YOUR GOAL:
Word for word, restate each of the records below.

====== RECORDS SHOWN ======

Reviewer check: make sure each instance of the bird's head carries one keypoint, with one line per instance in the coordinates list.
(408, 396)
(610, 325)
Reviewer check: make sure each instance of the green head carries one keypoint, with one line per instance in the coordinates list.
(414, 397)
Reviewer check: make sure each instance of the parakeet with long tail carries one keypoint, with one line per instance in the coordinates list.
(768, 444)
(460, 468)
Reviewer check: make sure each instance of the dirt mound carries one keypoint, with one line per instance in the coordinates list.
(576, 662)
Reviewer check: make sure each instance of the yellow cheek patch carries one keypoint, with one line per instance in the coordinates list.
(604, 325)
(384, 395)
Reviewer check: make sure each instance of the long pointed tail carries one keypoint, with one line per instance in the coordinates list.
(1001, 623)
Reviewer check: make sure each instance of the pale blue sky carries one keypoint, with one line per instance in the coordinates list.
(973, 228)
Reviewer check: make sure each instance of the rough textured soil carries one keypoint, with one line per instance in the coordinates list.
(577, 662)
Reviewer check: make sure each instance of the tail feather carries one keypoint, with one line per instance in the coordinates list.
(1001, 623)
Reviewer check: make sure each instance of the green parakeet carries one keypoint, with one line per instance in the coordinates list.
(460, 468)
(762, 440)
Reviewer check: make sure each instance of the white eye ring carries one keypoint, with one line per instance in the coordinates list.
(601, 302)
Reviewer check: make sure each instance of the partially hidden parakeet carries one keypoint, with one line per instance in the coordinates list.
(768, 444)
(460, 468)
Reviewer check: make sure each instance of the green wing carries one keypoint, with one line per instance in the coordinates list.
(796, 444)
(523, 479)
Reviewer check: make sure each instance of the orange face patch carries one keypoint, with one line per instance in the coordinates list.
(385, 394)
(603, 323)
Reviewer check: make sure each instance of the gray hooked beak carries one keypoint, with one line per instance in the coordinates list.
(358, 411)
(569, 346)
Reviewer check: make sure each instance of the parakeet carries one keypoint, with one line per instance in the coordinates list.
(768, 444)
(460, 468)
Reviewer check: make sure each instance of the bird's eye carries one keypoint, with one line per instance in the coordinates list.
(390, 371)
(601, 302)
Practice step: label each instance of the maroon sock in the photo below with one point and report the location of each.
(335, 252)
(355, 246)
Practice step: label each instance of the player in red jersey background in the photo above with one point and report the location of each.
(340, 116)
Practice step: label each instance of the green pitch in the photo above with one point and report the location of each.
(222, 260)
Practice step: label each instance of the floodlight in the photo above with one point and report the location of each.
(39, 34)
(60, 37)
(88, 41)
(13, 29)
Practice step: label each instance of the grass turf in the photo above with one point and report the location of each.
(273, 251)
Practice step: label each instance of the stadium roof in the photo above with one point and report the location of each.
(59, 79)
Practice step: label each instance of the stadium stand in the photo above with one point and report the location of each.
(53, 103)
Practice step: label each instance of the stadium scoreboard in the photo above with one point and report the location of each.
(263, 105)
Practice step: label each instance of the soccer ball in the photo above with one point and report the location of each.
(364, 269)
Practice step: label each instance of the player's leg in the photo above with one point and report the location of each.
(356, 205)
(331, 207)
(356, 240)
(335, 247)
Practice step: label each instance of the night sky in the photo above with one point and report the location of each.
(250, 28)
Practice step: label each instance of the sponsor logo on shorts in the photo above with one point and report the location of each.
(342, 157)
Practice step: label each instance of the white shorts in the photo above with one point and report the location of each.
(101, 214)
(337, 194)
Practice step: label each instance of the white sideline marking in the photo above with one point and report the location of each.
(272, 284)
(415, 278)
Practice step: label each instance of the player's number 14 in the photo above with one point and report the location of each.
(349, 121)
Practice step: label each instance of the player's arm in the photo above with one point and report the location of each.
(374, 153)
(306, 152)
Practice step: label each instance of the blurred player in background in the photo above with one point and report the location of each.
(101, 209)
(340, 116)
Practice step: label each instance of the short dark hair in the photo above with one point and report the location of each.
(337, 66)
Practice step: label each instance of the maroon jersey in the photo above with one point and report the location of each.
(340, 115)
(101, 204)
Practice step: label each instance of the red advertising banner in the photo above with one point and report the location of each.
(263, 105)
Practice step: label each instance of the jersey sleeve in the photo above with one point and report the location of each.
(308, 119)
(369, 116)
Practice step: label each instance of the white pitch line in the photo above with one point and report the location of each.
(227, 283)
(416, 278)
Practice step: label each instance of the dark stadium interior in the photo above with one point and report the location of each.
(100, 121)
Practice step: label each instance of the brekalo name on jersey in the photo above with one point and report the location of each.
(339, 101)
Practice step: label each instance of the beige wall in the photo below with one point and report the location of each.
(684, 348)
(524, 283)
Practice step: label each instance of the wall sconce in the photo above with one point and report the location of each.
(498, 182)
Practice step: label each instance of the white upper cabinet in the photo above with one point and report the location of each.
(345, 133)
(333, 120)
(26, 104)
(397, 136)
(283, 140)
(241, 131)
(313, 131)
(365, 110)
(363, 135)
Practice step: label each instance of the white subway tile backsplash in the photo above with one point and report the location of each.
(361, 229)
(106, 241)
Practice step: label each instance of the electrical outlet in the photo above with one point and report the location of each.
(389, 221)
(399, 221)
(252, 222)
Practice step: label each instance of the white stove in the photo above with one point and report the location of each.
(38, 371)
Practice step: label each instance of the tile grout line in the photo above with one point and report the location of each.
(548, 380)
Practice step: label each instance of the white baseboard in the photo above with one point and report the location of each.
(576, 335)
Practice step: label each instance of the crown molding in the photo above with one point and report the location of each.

======

ANSWER AREA:
Reviewer check: make sure each instance of the bird's head carries one keypoint, with one line per instance in the coordinates list.
(408, 396)
(610, 325)
Reviewer check: make sure each instance of the green head carries one keypoint, with one line per instance in the coordinates list.
(414, 397)
Reviewer check: make sure each instance of the parakeet with long tail carries one keypoint, with one line per instance in the coordinates list.
(768, 444)
(460, 468)
Reviewer check: make sure each instance of the dirt mound carries one keypoint, with one line per instance in the coordinates list.
(576, 662)
Reviewer check: make sure each instance of the yellow cheek patch carries one keypoint, with one line per instance in the coordinates list.
(604, 325)
(384, 395)
Reviewer check: make sure each instance of the long pointed tail carries one keypoint, with one line per instance in the coordinates list.
(1001, 623)
Reviewer check: make sure each instance of the pale blue sky carries one keypoint, with one line per instance in the coordinates list.
(973, 228)
Reviewer check: make sure each instance of the rough textured soil carries one keypoint, with one line per instance in the coordinates list.
(577, 662)
Reviewer check: make sure each instance of the tail feather carries one keypoint, with one line per instance in the coordinates list.
(1001, 623)
Reviewer check: make sure each instance of the green parakeet carries one keypoint, with one line per instance in the coordinates list.
(460, 468)
(762, 440)
Reviewer check: make sure each instance of the white eye ring carries one keypoint, with one line per instance in the coordinates list.
(601, 302)
Reviewer check: make sure each instance of the partially hidden parakeet carries one keypoint, with one line per instance in the coordinates list.
(768, 444)
(460, 468)
Reviewer check: make sure each instance of the green wing carries one keypoint, with one line per instance in the coordinates list.
(796, 444)
(523, 479)
Reviewer check: make sure each instance of the orange face patch carries one keypoint, with one line per instance in the coordinates list.
(385, 394)
(603, 323)
Reviewer check: make sure each instance of the gray hooked beak carries one keypoint, with one line per instance in the coordinates list.
(358, 411)
(569, 346)
Reviewer check: make sure each instance of the parakeet carries one keypoint, with one line per instance in the coordinates list.
(768, 444)
(460, 468)
Reviewer check: make sure each instance of the bird's eye carries one keypoint, with one line per instance in the coordinates list.
(390, 371)
(601, 302)
Practice step: label each instance of the maroon sock in the photo below with one point and report the location of each.
(335, 252)
(355, 246)
Practice step: label each instance of the player in red jersey background in the photo above with one point and report the location of each.
(340, 116)
Practice step: label each instance of the green pitch in the photo above with one point and report the location of each.
(222, 260)
Practice step: label each instance of the floodlight in the photo above with one point and report the location of each.
(39, 34)
(60, 37)
(88, 41)
(13, 29)
Practice step: label each instance of the grass turf in the photo above with one point and report the location of each.
(273, 251)
Practice step: label each instance of the stadium roof in the photo above with one point and report the location of each.
(59, 79)
Practice step: label each instance of the stadium stand in the photo above with one point and report the location of each.
(53, 103)
Practice step: label each instance of the stadium scoreboard in the photo above with one point and report the location of each.
(263, 105)
Practice step: label each instance of the soccer ball in the photo above with one point and report the location of each.
(364, 269)
Practice step: label each instance of the player's leg in the photo above with one point and report the location of each.
(356, 205)
(331, 207)
(356, 240)
(335, 247)
Practice step: label each instance of the night sky in the photo above with one point and report the location of each.
(250, 28)
Practice step: label each instance of the sponsor logo on shorts in the photo above with one point and report the location of each.
(342, 157)
Practice step: label each instance of the white shorts in the photo above with one point and report the location of each.
(101, 214)
(337, 194)
Practice step: label each instance of the white sideline marking in the photo above with one point and report the location of each.
(272, 284)
(415, 278)
Practice step: label each instance of the player's number 14 in the photo above with one point and report the location of each.
(349, 121)
Practice step: label each instance of the player's arm in the photo above with one point and report the location of each.
(374, 153)
(306, 152)
Practice step: label each instance of the blurred player in background in the photo above with one point and report the location of each.
(101, 209)
(340, 116)
Practice step: label each instance of the short dark hair in the photo above with one point and report the location of each.
(337, 66)
Practice step: label each instance of the maroon jersey in the photo above with one point and report the location of each.
(340, 115)
(101, 204)
Practice step: label each instance of the red advertising banner in the photo above with one point and report the location of each.
(263, 105)
Practice step: label each instance of the jersey sleeve in the photo above with one point and report the location of each.
(308, 119)
(369, 116)
Practice step: label each instance of the white pitch line in the photo above with one point and report the location of each.
(227, 283)
(416, 278)
Practice step: label each instance of the dark stadium interior in the photo above with one point and report the location of each.
(100, 121)
Practice step: label each instance of the brekalo name on jersey in the photo above with one point and report the location of each.
(339, 101)
Practice step: label each instance of the beige wall in the photo below with one point and report the location of each.
(684, 348)
(524, 283)
Practice step: label each instance of the wall sconce in the photo above with one point and report the location of each.
(498, 182)
Practice step: label each instance of the white upper cabinet in the photo above with one point and report the location of each.
(345, 133)
(333, 120)
(26, 104)
(397, 136)
(283, 140)
(241, 131)
(313, 131)
(365, 110)
(363, 135)
Practice step: label each instance of the white subway tile backsplash in the photo above with one point and report the location of each.
(361, 229)
(106, 241)
Practice step: label each instance of the electrical outlet in the photo above with one point and report the location of each.
(389, 221)
(399, 221)
(252, 222)
Practice step: label each instance of the white stove in the photo above with one point and report the location of each.
(38, 371)
Practice step: label each instance of the tile grout line in the photo above with one point and report the location of each.
(548, 380)
Practice step: label each instance of the white baseboard in the photo above with one point and report the location of each.
(576, 335)
Practice step: label each instance of the crown molding in the photo above with one point and report the location of each.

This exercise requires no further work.